▶ [Exercise prompt] Please reproduce all of the lines below, word for word and in full.

Start of Block

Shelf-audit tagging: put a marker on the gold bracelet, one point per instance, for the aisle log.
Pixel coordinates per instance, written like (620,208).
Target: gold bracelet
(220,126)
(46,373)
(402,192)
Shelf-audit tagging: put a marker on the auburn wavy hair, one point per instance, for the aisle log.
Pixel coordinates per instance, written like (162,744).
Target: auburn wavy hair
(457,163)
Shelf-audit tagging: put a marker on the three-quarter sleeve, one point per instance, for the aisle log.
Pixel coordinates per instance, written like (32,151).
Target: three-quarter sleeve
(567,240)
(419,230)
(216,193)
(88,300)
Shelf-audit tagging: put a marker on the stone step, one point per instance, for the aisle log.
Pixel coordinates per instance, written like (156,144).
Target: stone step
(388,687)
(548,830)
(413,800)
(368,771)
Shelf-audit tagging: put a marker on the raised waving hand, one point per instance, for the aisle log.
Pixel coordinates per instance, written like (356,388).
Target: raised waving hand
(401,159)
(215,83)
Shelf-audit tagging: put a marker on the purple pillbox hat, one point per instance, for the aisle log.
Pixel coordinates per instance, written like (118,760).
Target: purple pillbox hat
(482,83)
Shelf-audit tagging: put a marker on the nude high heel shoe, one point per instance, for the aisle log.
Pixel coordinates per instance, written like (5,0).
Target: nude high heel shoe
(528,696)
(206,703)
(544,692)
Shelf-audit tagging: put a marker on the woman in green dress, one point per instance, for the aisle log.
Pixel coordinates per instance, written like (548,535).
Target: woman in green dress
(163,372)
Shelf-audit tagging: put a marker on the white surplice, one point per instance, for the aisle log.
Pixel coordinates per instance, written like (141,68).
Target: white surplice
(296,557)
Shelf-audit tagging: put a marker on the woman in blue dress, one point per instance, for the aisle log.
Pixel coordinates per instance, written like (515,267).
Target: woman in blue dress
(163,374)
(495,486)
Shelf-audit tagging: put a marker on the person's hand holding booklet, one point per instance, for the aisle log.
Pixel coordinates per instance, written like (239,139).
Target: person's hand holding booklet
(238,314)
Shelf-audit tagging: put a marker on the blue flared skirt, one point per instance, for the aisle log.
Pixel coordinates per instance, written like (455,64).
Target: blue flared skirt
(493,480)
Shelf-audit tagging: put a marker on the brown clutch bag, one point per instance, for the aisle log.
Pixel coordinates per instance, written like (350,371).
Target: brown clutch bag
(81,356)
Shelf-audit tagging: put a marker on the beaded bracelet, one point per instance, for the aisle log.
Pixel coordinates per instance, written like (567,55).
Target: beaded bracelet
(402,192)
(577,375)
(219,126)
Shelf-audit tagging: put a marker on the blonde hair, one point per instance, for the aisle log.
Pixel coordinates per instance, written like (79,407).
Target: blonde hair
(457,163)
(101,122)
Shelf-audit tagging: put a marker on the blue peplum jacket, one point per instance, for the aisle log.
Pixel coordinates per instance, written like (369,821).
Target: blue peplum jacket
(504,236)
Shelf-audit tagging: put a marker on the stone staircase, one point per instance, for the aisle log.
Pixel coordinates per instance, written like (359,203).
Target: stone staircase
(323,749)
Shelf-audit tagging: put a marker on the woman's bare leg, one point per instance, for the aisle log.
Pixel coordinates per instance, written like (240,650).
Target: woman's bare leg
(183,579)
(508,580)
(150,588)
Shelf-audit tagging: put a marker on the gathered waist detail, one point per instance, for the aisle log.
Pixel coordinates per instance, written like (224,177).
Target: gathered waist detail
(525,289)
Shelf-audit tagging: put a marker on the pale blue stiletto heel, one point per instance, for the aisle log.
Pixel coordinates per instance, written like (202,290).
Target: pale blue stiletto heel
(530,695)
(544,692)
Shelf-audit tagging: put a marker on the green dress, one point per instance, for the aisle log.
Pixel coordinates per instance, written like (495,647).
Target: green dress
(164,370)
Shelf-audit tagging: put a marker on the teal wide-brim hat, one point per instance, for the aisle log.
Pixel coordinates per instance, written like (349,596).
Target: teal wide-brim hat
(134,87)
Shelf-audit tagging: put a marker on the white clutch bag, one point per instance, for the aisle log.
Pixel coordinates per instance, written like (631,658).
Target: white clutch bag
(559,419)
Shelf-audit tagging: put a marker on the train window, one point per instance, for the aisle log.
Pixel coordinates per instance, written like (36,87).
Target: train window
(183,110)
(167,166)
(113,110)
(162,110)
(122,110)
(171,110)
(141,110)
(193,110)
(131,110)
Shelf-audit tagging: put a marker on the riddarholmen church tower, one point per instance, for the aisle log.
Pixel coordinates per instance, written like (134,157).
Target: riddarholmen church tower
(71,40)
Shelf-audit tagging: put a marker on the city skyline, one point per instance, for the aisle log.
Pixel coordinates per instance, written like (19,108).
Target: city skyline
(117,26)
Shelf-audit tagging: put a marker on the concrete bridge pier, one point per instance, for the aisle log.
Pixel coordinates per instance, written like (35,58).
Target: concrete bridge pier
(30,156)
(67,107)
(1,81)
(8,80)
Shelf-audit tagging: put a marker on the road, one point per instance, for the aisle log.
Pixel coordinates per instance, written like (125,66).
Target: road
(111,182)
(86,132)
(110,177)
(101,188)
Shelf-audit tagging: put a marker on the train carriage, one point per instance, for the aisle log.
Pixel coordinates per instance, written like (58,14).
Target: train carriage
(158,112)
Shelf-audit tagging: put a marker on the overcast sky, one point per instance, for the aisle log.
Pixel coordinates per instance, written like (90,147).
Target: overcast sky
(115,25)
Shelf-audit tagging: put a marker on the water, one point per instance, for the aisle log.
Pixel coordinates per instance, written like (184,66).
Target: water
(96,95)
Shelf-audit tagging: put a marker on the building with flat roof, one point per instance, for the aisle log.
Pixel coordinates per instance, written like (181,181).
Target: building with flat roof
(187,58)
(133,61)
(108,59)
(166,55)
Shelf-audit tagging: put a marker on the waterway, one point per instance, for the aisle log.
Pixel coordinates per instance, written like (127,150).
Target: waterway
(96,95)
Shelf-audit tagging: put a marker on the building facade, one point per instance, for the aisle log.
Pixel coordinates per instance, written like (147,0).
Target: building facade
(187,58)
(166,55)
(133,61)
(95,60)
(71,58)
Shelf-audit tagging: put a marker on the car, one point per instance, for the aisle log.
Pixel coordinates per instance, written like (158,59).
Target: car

End of Block

▶ [Answer below]
Shelf-audit tagging: put a marker on the gold bracelet, one point per instance, for the aisle log.
Pixel coordinates per instance, written like (620,208).
Target: gold bracelet
(220,126)
(46,373)
(402,192)
Shelf-audit tagging: put a marker on the auburn wavy hair, one point per instance, for the aisle log.
Pixel coordinates per instance, written like (162,744).
Target: auburn wavy hair
(457,163)
Shelf-audit tagging: put a marker on the three-quarter sleeve, one point per instance, for the aisle log.
Pixel coordinates per instance, written like (32,151).
Target: three-quarter sleeve
(567,240)
(419,230)
(216,193)
(88,300)
Shelf-audit tagging: put a marker on the stone step, one point per instance, for the aisle log.
Pixel coordinates per instance, written like (156,144).
Target: stone step
(388,687)
(548,830)
(413,800)
(368,771)
Shelf-audit tagging: put a marker on the raised waving hand, one point per instance, for the aisle log.
Pixel coordinates per instance, written like (356,388).
Target: raised waving hand
(401,159)
(215,83)
Shelf-audit tagging: put a marker on the purple pillbox hat, one point per instance, for the aisle log.
Pixel coordinates per instance, written like (118,760).
Target: purple pillbox hat
(482,83)
Shelf-audit tagging: put a marker on the nude high heel shoe, one point per instance, for the aisle log.
Pixel coordinates per instance, written like (5,0).
Target: nude high heel shoe
(528,696)
(206,703)
(544,692)
Shelf-audit tagging: put a marker on the woman in green dress, one point per instance, for the aisle log.
Pixel coordinates per instance, written like (548,535).
Target: woman in green dress
(163,372)
Shelf-audit tagging: put a marker on the white surplice, one point per instance, for the aisle log.
Pixel coordinates per instance, written like (141,68).
Target: white surplice
(296,557)
Shelf-audit tagging: put a marker on the woman in blue dress, one point per instance, for the aisle log.
Pixel coordinates per instance, written like (515,267).
Target: woman in blue dress
(163,374)
(495,486)
Shelf-audit tagging: put a marker on the person's hand holding booklet, one point per instance, for the aisle log.
Pixel coordinates per instance, written like (239,139).
Target: person's hand holding booklet
(238,314)
Shelf-audit tagging: put a marker on the blue flared skirt, one point per instance, for the aisle log.
Pixel coordinates per instance, written like (455,64).
Target: blue flared skirt
(493,480)
Shelf-audit tagging: put a marker on the brown clutch bag, one point per instance, for the aisle log.
Pixel coordinates per instance, written like (350,371).
Target: brown clutch bag
(81,356)
Shelf-audit tagging: put a marker on the beaded bracelet, one point per instance, for the aisle log.
Pixel coordinates per instance, written like (567,55).
Target: beaded bracelet
(402,192)
(577,375)
(219,126)
Shelf-audit tagging: put a marker on the blonde hair, one point per instance, for the aisle log.
Pixel coordinates per instance, written like (79,407).
Target: blonde hair
(457,163)
(101,122)
Shelf-audit tagging: put a marker on the blue peplum jacket, one point per instance, for the aisle log.
Pixel coordinates per instance, written like (369,821).
Target: blue peplum jacket
(504,236)
Shelf-audit tagging: put a marker on the stone staircase, one point per instance, for the aisle log.
Pixel coordinates per instance, written like (359,203).
Target: stone staircase
(323,749)
Shelf-audit tagging: put a marker on the woman's bare leg, one point per instance, for the aisle log.
Pixel coordinates per instance, written like (240,650).
Target: woman's bare leg
(183,579)
(508,580)
(150,588)
Shelf-audit tagging: put a marker on the gathered waist detail, one point per instance, for the aisle log.
Pixel coordinates per instance, written like (224,177).
Target: gathered waist detail
(525,289)
Shelf-audit tagging: put a marker on the pale blue stiletto heel, one point per instance, for the aisle log.
Pixel coordinates per instance, written like (202,290).
Target: pale blue stiletto heel
(530,695)
(544,692)
Shelf-audit tagging: put a marker on the green dress, one point per instance, for the aisle log.
Pixel coordinates per instance, written like (495,647).
Target: green dress
(164,370)
Shelf-audit tagging: put a marker on the teal wide-brim hat, one point per instance, for the aisle log.
Pixel coordinates per instance, written like (349,596).
Target: teal wide-brim hat
(134,87)
Shelf-audit tagging: put a marker on the white clutch bag, one point per instance, for the aisle log.
Pixel coordinates per instance, written like (631,658).
Target: white clutch bag
(559,419)
Shelf-audit tagging: put a marker on the train window, one point per instance, for the aisle log.
Pixel coordinates per instance, written like (36,87).
Target: train window
(183,110)
(167,166)
(113,110)
(162,110)
(122,110)
(171,110)
(141,110)
(193,110)
(131,110)
Shelf-audit tagging: put a marker on the riddarholmen church tower, one point per instance, for the aisle log.
Pixel coordinates per instance, written like (134,157).
Target: riddarholmen church tower
(71,40)
Shelf-audit tagging: put a marker on the city skyline, one point per instance, for the aisle log.
Pixel coordinates per instance, written like (19,108).
Target: city skyline
(117,26)
Shelf-audit tagging: put a marker on the concrete bridge pier, one point per instance, for the aisle log.
Pixel coordinates per instance, written like (35,58).
Target: concrete bridge pier
(30,156)
(67,107)
(1,81)
(8,80)
Shelf-audit tagging: put a marker on the road, one point per instance, for the aisle log.
Pixel coordinates per instance, written like (125,66).
Target: road
(111,182)
(86,132)
(110,177)
(101,188)
Shelf-audit tagging: put a marker on the train carriage, one point per instance, for the aisle log.
Pixel coordinates per instance, written like (58,14).
Target: train carriage
(158,112)
Shelf-audit tagging: put a marker on the overcast sky, one point per instance, for the aisle log.
Pixel coordinates per instance, written like (90,147).
Target: overcast sky
(115,25)
Shelf-audit tagging: put a marker on the water, one point per instance, for the aisle log.
Pixel coordinates per instance, written like (184,66).
Target: water
(96,95)
Shelf-audit tagging: put a marker on the building with flat roof, one point per instance, for the aisle log.
Pixel coordinates per instance, written like (181,181).
Target: building with flat roof
(187,58)
(133,61)
(108,59)
(166,55)
Shelf-audit tagging: put a marker on the waterway, one point per instance, for the aisle log.
Pixel coordinates per instance, written like (127,150).
Target: waterway
(96,95)
Shelf-audit tagging: put a marker on the building facade, one point per instance, for the aisle log.
Pixel coordinates per instance, written like (147,0).
Target: building facade
(187,58)
(166,55)
(133,61)
(95,60)
(71,58)
Shelf-audit tagging: put a marker on the car, one point per instance, for the aisle log.
Pixel coordinates per instance, written like (158,59).
Target: car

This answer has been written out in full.